▶ [INSTRUCTION A]
Answer these from the eBPF CO-RE thread below, one line each, marked to match:
(i) Which `bcc` directory holds the most notable CO-RE samples?
(ii) Which tracing sample is described as having proven very interesting?
(iii) Which kernel header is generated from the BTF information?

▶ [TEXT EXCERPT]
Re: eBPF CO-RE cross-compilation for 32-bit ARM platforms

Andrii Nakryiko <andrii.nakryiko@xxxxxxxxx> · Fri, 7 Aug 2020 12:46:10 -0700

On Fri, Aug 7, 2020 at 7:21 AM Jakov Petrina <jakov.petrina@xxxxxxxxxx> wrote:
>
> Hi everyone,
>
> recently we have begun extensive research into eBPF and related
> technologies. Seeking an easier development process, we have switched
> over to using the eBPF CO-RE [0] approach internally which has enabled
> us to simplify most aspects of eBPF development, especially those
> related to cross-compilation.

Great!

>
> However, as part of these efforts we have stumbled upon several problems
> that we feel would benefit from a community discussion where we may
> share our solutions and discuss alternatives moving forward.
>
> As a reference point, we have started researching and modifying several
> eBPF CO-RE samples that have been developed or migrated from existing
> `bcc` tooling. Most notable examples are those present in `bcc`'s
> `libbpf-tools` directory [1]. Some of these samples have just recently
> been converted to respective eBPF CO-RE variants, of which the
> `tcpconnect` tracing sample has proven to be very interesting.
>
> First showstopper for cross-compiling aforementioned example on the ARM
> 32-bit platform has been with regards to generation of the required
> `vmlinux.h` kernel header from the BTF information. More specifically,
> our initial approach to have e.g. a compilation target dependency which
> would invoke `bpftool` at configure time was not appropriate due to
> several issues: a) CO-RE requires host kernel to have been compiled in
> such a way to expose BTF information which may not available, and b) the
> generated `vmlinux.h` was actually architecture-specific.

That's not exactly true, about "CO-RE requires host kernel to have
been compiled...". You can pass any kernel image as a parameter to
bpftool as an input to generate vmlinux.h for that target
architecture. The only limitation right now, I think, is that their
endianness have to match. We'll probably get over this limitation some
time by end of this year, though.

▶ [RECORDS FOR THE EXERCISE]
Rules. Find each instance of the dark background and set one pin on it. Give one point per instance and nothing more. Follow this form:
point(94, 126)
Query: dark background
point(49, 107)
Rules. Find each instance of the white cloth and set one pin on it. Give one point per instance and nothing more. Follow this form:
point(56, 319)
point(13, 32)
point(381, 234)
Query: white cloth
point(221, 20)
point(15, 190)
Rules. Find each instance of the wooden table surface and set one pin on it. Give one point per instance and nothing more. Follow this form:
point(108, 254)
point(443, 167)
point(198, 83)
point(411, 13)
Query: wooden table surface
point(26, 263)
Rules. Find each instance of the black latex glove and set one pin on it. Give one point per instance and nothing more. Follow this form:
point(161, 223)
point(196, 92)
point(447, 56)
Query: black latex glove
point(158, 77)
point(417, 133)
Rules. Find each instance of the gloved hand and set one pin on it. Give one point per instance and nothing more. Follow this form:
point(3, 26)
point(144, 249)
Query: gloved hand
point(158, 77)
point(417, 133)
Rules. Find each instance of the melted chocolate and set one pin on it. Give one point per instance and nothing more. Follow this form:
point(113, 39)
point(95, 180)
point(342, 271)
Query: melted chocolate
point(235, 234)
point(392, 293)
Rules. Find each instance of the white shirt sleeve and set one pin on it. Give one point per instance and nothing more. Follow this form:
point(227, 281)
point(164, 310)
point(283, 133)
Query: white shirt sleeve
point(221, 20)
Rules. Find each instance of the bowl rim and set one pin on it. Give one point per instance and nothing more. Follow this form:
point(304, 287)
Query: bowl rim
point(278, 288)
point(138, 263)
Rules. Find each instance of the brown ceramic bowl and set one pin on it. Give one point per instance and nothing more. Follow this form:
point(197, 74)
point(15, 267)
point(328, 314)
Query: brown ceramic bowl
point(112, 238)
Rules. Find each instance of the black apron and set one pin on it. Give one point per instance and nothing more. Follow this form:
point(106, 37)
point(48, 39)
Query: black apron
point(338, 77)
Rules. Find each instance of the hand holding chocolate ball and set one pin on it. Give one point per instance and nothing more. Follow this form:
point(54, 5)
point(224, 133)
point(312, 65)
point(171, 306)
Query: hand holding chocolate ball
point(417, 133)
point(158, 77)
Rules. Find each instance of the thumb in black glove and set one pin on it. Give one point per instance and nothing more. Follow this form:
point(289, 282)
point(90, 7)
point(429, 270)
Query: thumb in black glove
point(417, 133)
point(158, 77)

▶ [INSTRUCTION B]
Render the records from the line with "Rules. Find each instance of the black latex" to the line with "point(138, 263)", both included, as a JSON list of strings with one string per line and blank lines omitted. Give only those lines.

▶ [EXPECTED ANSWER A]
(i) `libbpf-tools`
(ii) `tcpconnect`
(iii) `vmlinux.h`

▶ [EXPECTED ANSWER B]
[
  "Rules. Find each instance of the black latex glove and set one pin on it. Give one point per instance and nothing more. Follow this form:",
  "point(161, 223)",
  "point(196, 92)",
  "point(447, 56)",
  "Query: black latex glove",
  "point(158, 77)",
  "point(417, 133)",
  "Rules. Find each instance of the gloved hand and set one pin on it. Give one point per instance and nothing more. Follow this form:",
  "point(3, 26)",
  "point(144, 249)",
  "Query: gloved hand",
  "point(158, 77)",
  "point(417, 133)",
  "Rules. Find each instance of the melted chocolate and set one pin on it. Give one point per instance and nothing more. Follow this form:",
  "point(113, 39)",
  "point(95, 180)",
  "point(342, 271)",
  "Query: melted chocolate",
  "point(235, 234)",
  "point(392, 293)",
  "Rules. Find each instance of the white shirt sleeve and set one pin on it. Give one point per instance and nothing more. Follow this form:",
  "point(227, 281)",
  "point(164, 310)",
  "point(283, 133)",
  "Query: white shirt sleeve",
  "point(221, 20)",
  "Rules. Find each instance of the bowl rim and set one pin on it. Give one point per instance and nothing more. Follow this form:",
  "point(304, 287)",
  "Query: bowl rim",
  "point(278, 288)",
  "point(138, 263)"
]